┌─ EXTRAIT À LIRE

Voici un roman époustouflant où l'amour et le deuil dévorent, comme Saturne. Allez, à vos recherches: Saturne, comme Mars et Jupiter, c'est d'abord un personnage. Reste que rarement Éros et Thanatos se sont aussi bien complétés qu'ici.
Dans la première partie de ce livre, la narratrice raconte l'exil d'Algérie de la famille de son père et leur installation en Normandie. Drame précurseur. Propriétaires de cliniques médicales privées, les parents ont fui un pays rendu bouleversé par une guerre sale où leurs efforts pour aider ceux qui avaient besoin de leurs services se sont avérés vains.
Rendus en France, l'empire médical explose. La famille déjà aisée, devient encore plus riche. Second drame: des deux fils, un a des dispositions et des intérêts pour la médecine, l'autre pas. Le premier est le favori, l'autre le mouton noir. C'est lui qui deviendra le père de la narratrice. Il mourra dans la trentaine, elle avait une quinzaine de mois.
L'histoire devient alors celle de souvenirs racontés par d'autres. Ces souvenirs racontent la passion d'un jeune homme de bonne famille qui rencontre une belle jeune femme mystérieuse à l'aura scandaleux. La belle famille la déteste, ils s'aiment, c'est torride, sulphureux, intense. Jusqu'ici, on croit avoir déjà vu ça, mais arrivent ensuite les souvenirs de la narratrice elle-même en seconde partie: elle a vingt-cinq ans et son oncle la rejoint pour lui apprendre qu'elle hérite suite au décès de sa grand-mère. C'est à partir de là que l'orpheline de père vivra le deuil de celui qu'elle n'a jamais connu.

└─
┌─ DONNÉES DISPONIBLES

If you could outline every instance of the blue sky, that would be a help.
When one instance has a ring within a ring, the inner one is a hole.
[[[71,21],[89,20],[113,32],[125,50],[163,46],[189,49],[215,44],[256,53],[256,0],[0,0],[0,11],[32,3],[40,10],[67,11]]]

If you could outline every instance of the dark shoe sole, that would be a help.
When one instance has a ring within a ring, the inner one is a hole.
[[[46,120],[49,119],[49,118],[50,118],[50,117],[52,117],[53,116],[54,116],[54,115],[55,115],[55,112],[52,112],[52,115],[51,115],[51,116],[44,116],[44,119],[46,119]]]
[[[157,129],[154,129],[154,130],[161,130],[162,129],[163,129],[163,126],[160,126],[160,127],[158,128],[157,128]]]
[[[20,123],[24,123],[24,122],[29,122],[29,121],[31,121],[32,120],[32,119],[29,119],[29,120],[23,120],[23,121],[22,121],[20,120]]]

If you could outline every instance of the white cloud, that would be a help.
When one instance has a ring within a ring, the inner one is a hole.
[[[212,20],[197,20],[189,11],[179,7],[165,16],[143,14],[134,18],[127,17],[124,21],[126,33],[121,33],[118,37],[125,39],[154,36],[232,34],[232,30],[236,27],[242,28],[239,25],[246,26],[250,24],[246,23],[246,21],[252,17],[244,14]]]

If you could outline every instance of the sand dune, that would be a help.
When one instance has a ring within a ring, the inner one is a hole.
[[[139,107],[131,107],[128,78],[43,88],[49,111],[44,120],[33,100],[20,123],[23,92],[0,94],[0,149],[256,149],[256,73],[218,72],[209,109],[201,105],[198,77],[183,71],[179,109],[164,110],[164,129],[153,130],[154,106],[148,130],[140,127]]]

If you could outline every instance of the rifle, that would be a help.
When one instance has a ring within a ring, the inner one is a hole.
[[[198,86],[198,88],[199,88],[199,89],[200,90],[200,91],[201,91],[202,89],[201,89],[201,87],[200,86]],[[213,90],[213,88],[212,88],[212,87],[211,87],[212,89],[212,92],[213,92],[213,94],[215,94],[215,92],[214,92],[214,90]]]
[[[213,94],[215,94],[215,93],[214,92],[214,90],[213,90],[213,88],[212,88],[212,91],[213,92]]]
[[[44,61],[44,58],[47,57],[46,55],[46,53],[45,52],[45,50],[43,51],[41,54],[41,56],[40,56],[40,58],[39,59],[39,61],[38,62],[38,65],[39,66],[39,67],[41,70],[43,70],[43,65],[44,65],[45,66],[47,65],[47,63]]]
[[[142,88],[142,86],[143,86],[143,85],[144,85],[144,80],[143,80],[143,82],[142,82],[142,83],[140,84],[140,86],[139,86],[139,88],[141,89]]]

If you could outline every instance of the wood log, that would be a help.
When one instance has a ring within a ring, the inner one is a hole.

└─

CONSIGNE 1:
Les affirmations suivantes concordent-elles avec l'extrait ? Pour chacune, répondez par oui ou par non, puis citez mot pour mot les termes de l'extrait qui tranchent.
(a) La famille du père de la narratrice quitte l'Algérie et s'installe en Normandie.
(b) La belle-famille apprécie la jeune femme mystérieuse.
(c) À vingt-cinq ans, la narratrice apprend par son oncle qu'elle hérite après la mort de sa grand-mère.
CONSIGNE 2: Reproduisez fidèlement le passage de l'extrait compris entre « Dans la première » et « sont avérés vains. », ces deux passages inclus.

RÉPONSE 1:
(a) Oui : « la narratrice raconte l'exil d'Algérie de la famille de son père et leur installation en Normandie »
(b) Non : « La belle famille la déteste »
(c) Oui : « elle a vingt-cinq ans et son oncle la rejoint pour lui apprendre qu'elle hérite suite au décès de sa grand-mère »

RÉPONSE 2:
Dans la première partie de ce livre, la narratrice raconte l'exil d'Algérie de la famille de son père et leur installation en Normandie. Drame précurseur. Propriétaires de cliniques médicales privées, les parents ont fui un pays rendu bouleversé par une guerre sale où leurs efforts pour aider ceux qui avaient besoin de leurs services se sont avérés vains.